• [Task description] Count the lines in the listing below that contain the word "plush", and give only that number.

Records from a data collection
******

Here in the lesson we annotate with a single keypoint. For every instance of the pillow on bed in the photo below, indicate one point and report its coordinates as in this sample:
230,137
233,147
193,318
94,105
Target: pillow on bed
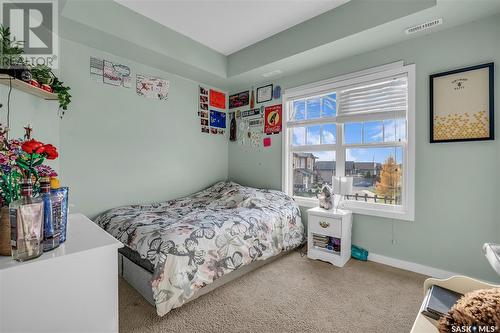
479,308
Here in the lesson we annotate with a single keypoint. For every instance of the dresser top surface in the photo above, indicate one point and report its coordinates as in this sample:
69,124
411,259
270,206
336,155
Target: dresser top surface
82,235
338,213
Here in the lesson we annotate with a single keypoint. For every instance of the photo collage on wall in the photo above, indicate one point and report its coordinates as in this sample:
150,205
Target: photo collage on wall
257,114
212,111
120,75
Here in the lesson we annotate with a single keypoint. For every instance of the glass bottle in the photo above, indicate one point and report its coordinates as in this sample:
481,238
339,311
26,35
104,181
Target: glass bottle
60,210
51,227
26,222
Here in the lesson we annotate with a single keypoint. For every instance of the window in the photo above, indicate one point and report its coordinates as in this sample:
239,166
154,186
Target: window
361,126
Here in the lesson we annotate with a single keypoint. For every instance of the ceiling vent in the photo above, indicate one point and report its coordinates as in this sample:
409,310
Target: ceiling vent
273,73
424,26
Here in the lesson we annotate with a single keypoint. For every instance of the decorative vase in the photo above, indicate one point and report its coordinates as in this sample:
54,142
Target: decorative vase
5,248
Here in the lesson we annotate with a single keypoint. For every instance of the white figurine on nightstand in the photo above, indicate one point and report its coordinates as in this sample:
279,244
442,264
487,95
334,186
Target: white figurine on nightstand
329,235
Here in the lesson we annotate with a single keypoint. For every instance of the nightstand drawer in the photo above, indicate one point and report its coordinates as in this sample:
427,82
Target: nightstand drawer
325,225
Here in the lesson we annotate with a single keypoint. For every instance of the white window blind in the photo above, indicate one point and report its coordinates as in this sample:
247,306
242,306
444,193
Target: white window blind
384,95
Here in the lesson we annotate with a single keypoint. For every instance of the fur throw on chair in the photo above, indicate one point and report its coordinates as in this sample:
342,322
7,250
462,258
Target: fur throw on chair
477,308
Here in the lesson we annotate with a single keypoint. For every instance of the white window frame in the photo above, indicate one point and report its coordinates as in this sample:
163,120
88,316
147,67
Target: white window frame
405,211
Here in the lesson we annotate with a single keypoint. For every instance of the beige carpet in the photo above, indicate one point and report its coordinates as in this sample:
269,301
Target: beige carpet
291,294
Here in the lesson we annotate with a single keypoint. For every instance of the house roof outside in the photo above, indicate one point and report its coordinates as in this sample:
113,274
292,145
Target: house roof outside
349,165
305,155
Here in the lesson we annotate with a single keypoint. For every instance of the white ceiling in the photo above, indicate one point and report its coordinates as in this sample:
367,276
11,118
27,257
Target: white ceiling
229,26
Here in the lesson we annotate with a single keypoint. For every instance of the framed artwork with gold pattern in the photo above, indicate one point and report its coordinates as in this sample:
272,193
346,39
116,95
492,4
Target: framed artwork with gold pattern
461,104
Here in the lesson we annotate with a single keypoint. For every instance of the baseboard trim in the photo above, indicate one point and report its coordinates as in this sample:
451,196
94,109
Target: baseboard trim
411,266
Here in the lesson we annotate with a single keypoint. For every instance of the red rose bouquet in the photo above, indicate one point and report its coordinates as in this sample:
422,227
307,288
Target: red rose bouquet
22,159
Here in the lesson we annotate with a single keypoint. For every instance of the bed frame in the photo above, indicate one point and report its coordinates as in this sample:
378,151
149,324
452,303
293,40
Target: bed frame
139,278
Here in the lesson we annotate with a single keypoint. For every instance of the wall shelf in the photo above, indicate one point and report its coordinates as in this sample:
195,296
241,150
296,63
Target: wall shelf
6,79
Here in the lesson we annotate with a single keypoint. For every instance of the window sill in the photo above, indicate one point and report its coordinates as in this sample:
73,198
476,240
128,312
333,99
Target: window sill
386,212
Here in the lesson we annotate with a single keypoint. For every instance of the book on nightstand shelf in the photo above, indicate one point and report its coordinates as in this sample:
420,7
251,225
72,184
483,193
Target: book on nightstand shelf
439,301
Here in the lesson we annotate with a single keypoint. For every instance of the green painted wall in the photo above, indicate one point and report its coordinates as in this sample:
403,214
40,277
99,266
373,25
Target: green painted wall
457,185
120,148
28,109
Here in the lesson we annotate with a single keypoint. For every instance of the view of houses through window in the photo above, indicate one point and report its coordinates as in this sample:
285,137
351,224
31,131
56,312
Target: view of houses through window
376,172
367,135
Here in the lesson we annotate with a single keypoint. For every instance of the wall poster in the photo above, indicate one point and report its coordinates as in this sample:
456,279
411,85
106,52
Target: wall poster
461,105
272,119
217,99
152,87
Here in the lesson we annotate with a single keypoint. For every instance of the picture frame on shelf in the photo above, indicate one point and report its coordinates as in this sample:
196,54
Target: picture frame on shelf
265,93
462,104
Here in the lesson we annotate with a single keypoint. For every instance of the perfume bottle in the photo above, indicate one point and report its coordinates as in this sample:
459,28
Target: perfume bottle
26,222
59,199
51,227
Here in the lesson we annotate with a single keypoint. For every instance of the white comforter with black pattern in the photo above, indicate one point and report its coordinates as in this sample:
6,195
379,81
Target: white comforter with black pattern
195,240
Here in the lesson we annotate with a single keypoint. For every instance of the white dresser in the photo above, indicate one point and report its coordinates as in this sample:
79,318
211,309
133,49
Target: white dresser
332,224
73,288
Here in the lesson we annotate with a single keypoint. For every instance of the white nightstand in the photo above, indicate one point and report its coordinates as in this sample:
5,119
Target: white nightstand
329,235
73,288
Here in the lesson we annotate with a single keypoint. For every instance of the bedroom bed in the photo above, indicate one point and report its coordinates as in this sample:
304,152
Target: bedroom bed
178,250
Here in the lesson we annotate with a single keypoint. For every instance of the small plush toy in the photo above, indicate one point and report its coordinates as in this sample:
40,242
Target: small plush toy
477,308
326,198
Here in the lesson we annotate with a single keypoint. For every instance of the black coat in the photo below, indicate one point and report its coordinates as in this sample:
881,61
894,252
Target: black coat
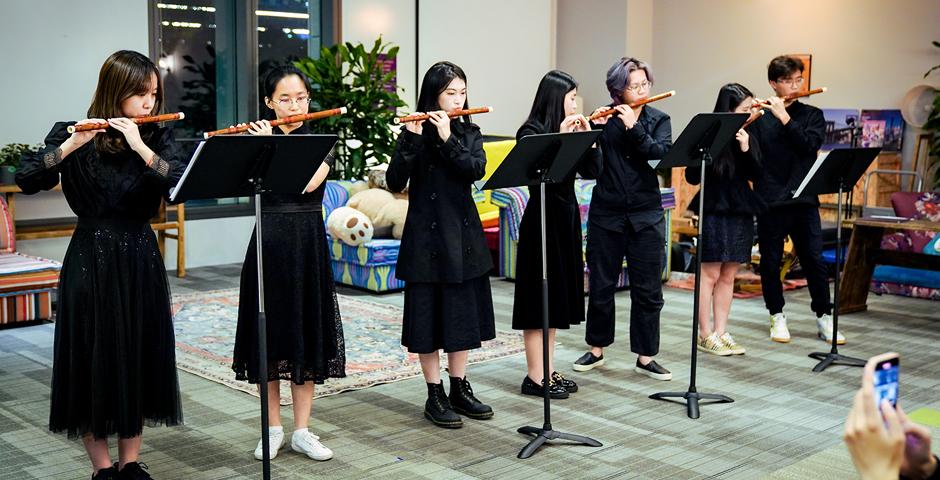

******

• [Answer to this exercise] 2